Which lines of the entries below run from the one holding "trees, with integer pixel coordinates." to the one holding "Query: calm sea surface", inclusive? Set down exactly those lines and no others.

INFORMATION GIVEN: Begin

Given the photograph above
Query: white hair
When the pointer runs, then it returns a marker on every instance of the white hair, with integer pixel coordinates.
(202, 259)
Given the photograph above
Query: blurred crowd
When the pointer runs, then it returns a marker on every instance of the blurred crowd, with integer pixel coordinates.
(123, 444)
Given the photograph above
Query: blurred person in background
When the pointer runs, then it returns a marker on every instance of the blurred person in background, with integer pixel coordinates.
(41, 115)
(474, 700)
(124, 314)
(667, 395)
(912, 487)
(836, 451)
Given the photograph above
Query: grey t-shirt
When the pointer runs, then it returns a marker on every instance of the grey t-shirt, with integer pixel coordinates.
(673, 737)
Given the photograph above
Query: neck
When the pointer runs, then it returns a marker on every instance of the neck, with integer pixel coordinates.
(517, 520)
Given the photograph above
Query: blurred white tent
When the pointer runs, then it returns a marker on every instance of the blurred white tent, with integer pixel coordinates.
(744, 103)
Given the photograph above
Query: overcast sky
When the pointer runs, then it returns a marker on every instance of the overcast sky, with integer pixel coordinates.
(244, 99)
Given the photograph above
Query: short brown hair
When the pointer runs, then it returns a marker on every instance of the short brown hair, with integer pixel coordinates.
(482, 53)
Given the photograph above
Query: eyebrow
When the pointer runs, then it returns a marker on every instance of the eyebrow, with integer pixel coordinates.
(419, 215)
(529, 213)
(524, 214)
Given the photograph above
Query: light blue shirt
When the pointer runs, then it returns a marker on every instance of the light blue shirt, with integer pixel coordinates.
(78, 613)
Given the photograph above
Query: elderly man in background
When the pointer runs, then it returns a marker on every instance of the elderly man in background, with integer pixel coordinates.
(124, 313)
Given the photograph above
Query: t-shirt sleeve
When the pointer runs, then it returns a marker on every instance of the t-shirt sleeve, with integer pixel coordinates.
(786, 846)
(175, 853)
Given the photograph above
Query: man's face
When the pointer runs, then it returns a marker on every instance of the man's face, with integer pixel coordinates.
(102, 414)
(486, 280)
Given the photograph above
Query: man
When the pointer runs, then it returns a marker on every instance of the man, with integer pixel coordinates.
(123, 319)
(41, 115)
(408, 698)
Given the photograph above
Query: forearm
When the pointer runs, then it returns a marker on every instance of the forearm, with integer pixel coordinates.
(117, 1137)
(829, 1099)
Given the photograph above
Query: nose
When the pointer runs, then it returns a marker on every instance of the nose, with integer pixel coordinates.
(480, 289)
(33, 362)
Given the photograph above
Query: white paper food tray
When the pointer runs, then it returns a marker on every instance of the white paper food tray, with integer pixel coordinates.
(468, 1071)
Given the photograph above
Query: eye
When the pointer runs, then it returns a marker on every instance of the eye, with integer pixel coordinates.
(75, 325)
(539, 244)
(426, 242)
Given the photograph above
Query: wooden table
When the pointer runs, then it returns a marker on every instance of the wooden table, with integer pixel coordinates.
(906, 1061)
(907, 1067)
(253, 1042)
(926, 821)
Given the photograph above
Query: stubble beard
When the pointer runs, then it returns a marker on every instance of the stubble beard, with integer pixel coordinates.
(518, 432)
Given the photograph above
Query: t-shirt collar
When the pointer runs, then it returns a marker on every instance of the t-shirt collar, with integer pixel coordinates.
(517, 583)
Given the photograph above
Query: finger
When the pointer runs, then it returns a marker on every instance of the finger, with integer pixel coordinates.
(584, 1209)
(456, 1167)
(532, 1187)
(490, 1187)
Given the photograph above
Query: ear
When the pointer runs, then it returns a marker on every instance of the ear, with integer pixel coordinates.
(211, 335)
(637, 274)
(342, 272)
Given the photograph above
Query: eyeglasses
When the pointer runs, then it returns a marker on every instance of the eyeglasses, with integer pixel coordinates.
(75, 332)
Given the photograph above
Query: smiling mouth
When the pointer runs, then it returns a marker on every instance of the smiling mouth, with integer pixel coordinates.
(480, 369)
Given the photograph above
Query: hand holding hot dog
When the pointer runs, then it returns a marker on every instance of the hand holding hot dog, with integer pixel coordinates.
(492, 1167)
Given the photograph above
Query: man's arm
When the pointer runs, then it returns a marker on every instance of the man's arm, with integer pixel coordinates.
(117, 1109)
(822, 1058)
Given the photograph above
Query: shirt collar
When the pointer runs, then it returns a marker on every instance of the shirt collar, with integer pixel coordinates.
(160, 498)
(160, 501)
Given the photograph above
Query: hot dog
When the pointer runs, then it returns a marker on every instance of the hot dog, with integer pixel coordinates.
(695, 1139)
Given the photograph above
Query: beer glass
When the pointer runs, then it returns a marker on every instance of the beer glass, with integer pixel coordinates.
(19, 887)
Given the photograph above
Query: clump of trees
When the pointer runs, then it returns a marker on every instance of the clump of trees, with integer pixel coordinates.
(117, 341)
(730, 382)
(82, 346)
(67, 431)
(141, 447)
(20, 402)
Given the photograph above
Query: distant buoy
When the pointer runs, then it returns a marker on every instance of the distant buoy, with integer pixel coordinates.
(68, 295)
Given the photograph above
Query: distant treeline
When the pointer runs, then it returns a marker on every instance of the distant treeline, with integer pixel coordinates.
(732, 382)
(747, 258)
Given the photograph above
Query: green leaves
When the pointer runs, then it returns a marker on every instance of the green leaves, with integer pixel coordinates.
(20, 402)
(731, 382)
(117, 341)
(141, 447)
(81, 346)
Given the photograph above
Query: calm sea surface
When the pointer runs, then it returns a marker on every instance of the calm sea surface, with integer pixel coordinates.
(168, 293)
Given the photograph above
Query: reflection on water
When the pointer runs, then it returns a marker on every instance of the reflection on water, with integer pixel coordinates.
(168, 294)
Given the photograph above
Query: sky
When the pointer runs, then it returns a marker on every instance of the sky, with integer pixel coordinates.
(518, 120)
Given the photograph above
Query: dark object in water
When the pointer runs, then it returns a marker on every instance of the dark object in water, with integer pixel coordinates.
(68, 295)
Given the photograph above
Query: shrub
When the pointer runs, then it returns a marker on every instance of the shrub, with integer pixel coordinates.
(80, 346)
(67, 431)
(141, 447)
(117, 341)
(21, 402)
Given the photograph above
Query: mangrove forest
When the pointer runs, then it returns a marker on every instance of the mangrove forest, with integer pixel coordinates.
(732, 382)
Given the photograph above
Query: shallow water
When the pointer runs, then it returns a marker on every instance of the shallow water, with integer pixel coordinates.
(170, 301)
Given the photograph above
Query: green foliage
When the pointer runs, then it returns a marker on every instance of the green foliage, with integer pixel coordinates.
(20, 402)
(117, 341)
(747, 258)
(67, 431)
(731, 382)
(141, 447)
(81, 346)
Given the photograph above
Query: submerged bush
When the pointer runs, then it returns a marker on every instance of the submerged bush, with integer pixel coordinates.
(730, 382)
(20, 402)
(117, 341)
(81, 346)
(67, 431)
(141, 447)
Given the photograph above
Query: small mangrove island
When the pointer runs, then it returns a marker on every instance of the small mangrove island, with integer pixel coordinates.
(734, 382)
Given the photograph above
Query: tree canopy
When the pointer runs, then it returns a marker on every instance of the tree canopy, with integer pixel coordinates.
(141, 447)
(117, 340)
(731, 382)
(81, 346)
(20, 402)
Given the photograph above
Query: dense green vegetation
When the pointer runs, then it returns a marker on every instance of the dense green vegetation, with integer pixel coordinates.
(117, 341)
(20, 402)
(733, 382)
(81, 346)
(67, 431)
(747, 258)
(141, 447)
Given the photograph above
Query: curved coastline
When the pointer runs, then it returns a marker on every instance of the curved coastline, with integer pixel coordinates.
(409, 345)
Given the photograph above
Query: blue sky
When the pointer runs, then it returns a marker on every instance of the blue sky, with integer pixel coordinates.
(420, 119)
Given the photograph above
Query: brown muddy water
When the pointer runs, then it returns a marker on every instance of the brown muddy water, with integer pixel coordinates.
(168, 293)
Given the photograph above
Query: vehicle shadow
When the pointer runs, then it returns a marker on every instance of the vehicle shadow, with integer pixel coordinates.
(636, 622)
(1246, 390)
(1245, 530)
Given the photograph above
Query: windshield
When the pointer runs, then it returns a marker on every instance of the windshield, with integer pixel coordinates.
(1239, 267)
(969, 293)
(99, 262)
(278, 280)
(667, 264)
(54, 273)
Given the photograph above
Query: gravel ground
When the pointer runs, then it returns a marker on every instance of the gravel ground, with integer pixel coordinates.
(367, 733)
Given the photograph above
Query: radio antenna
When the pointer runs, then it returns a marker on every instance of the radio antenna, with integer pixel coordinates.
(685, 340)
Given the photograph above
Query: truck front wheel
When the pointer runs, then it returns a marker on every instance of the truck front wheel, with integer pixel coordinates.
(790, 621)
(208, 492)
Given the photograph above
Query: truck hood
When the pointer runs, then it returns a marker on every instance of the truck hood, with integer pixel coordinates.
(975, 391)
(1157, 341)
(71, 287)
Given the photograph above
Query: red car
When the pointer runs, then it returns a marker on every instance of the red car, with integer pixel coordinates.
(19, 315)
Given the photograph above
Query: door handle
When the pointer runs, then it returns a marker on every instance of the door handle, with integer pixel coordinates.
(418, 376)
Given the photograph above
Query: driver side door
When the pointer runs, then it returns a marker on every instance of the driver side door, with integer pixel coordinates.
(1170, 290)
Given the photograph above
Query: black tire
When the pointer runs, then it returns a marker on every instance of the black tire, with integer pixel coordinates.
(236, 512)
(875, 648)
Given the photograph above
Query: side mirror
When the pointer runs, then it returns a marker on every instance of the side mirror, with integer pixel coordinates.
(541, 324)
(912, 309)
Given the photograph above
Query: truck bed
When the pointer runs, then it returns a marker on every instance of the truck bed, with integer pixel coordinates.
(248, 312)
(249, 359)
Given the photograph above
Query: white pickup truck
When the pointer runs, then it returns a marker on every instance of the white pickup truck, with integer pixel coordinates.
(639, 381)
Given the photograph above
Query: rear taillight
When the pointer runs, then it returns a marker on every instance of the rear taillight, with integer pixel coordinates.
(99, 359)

INFORMATION GIVEN: End

YOUR RESPONSE:
When the pointer runs, then it returns a marker on every instance of the clump of trees, with integer pixel coordinates.
(117, 341)
(730, 382)
(82, 346)
(67, 431)
(141, 447)
(20, 402)
Given the photograph above
Query: distant buoy
When the pointer runs, then it returns a marker on every instance of the distant buoy, with integer pixel coordinates.
(68, 295)
Given the photograph above
Query: distant treeline
When the pointer runs, then it returns a marker on every instance of the distant treeline, with integer pixel coordinates.
(732, 382)
(747, 258)
Given the photograph above
Query: green leaves
When the pointer runs, then it returns a marker on every instance of the green leaves, with integer pixel coordinates.
(20, 402)
(731, 382)
(117, 341)
(141, 447)
(81, 346)
Given the photograph above
Query: calm sea surface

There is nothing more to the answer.